Problem
Exactly and only the lines from the one containing "Place one dot per instance of the acoustic" through the close of the entries below are to be set down.

*****

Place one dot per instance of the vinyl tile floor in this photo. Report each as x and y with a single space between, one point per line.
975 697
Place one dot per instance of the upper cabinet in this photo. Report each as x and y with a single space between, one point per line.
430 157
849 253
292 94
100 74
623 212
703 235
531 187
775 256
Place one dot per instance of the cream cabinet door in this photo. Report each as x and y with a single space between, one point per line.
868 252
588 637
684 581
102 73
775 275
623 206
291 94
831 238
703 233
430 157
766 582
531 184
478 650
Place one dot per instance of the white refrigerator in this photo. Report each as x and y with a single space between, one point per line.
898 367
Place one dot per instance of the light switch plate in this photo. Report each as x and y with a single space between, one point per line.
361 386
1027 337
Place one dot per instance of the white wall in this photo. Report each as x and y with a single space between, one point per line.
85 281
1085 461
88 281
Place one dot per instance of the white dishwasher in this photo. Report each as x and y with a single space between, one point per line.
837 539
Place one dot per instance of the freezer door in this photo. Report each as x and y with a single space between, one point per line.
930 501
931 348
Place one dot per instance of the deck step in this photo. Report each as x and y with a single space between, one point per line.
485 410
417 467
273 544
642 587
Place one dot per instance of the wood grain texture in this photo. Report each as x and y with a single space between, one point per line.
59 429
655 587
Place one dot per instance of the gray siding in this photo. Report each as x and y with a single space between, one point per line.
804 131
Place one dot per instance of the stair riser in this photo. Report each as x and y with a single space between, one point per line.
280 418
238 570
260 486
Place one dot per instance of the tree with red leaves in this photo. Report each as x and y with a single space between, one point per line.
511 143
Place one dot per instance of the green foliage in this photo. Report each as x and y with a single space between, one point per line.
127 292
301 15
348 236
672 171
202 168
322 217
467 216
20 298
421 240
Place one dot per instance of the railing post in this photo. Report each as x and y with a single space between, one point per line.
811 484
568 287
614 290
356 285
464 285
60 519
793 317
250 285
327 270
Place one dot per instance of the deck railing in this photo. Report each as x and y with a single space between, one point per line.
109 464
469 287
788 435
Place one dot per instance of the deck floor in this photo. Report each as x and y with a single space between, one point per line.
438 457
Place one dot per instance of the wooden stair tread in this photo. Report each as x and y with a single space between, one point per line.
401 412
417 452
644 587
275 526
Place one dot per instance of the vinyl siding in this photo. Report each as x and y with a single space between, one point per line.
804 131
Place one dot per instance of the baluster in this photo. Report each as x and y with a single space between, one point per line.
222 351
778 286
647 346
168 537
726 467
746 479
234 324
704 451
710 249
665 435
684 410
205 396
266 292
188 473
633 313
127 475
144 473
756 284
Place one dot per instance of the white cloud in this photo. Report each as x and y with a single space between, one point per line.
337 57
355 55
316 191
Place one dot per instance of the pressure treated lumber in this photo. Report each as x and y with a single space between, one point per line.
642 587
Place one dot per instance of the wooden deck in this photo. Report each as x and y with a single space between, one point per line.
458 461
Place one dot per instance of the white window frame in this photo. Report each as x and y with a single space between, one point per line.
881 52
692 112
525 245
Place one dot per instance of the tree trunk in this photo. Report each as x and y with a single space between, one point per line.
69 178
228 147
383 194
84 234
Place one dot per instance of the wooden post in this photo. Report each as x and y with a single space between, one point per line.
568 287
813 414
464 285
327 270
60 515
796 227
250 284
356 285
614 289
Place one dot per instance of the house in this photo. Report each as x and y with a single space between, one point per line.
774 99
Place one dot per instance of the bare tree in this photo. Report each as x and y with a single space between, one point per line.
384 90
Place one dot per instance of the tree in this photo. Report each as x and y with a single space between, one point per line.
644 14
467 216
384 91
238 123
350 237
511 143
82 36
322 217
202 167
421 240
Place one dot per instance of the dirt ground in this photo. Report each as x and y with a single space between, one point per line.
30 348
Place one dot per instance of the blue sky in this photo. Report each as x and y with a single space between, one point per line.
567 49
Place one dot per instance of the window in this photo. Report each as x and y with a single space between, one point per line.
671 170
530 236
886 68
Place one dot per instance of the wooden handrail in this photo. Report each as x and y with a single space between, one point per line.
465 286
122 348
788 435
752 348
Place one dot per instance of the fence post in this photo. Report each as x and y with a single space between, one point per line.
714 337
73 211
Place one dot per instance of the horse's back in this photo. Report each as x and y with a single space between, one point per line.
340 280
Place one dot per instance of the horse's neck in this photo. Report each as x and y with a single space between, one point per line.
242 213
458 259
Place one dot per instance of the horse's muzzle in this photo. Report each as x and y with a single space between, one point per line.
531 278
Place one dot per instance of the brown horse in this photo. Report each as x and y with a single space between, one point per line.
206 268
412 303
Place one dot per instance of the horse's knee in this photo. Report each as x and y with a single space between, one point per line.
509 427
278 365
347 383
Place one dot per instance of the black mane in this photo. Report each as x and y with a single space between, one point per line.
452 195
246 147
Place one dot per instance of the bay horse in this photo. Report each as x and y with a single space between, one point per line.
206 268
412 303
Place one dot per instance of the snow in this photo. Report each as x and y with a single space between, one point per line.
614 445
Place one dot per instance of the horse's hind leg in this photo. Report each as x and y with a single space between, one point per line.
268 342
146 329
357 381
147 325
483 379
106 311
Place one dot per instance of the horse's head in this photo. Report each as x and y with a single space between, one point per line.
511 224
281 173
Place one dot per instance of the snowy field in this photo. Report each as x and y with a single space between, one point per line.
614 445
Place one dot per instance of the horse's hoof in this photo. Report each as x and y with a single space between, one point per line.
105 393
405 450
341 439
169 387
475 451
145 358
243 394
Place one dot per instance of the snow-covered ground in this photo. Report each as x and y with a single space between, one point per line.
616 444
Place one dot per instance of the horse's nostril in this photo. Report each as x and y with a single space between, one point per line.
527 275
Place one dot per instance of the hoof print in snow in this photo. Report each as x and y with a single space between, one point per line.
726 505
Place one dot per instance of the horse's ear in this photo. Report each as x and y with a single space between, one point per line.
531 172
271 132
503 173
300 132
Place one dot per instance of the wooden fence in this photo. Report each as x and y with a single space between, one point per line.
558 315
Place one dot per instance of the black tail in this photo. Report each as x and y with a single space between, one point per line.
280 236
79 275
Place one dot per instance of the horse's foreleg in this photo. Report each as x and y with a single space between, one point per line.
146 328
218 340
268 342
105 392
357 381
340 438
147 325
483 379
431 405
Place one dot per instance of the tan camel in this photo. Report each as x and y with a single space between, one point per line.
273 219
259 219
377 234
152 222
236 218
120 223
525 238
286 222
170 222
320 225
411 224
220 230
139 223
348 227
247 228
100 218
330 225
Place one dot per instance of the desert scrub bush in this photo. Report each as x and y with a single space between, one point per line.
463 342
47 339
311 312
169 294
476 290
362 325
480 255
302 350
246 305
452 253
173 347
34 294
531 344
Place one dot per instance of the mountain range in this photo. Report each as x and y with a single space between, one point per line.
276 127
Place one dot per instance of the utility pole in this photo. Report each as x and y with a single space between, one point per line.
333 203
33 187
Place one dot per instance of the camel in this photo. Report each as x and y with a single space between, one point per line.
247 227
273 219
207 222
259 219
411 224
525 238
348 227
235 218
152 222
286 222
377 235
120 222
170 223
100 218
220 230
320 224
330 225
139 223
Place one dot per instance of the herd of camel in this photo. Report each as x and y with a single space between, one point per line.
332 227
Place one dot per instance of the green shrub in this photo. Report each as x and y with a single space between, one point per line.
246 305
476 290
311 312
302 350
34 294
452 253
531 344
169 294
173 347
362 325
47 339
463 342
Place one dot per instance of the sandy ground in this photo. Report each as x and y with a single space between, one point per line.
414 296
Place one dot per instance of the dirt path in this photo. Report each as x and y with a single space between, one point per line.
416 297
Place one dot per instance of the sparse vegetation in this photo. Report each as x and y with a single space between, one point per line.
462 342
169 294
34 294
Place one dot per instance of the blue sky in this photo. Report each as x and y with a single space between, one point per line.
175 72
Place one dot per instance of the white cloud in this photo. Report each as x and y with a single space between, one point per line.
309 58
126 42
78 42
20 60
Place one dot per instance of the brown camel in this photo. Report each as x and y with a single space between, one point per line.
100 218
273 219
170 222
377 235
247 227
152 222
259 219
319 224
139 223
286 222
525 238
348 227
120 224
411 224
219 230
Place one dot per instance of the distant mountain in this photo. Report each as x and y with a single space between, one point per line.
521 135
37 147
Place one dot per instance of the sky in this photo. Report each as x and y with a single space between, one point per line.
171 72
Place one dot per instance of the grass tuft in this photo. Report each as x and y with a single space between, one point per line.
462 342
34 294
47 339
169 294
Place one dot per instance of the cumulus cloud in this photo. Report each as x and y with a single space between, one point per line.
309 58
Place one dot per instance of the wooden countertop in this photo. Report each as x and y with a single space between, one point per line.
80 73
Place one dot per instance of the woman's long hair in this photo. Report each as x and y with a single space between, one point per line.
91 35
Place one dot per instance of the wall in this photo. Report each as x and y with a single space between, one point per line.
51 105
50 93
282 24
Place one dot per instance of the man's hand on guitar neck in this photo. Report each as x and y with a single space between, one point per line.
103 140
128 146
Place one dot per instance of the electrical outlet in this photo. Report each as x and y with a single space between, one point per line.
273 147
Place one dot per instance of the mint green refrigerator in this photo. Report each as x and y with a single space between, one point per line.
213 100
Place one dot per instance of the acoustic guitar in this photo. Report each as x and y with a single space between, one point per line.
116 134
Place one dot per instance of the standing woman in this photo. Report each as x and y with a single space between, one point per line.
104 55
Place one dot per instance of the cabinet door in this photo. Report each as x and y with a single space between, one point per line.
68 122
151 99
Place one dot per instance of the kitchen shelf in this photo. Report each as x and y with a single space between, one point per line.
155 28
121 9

*****

Solution for this problem
Place one dot per instance of the acoustic guitar in this photo. Report each as x and y with a single space between, one point per line.
116 134
Place one dot per instance of the standing woman in this photo. Report each as x and y with a single space between, one point per line.
104 55
Place one dot per instance of the cabinet door in this photo. Report each as x and y with a single space between, one point per line.
68 122
151 99
Place one dot per instance of the kitchen shelf in this photo. Report each as x and y with a single space between, one point per line.
155 28
121 9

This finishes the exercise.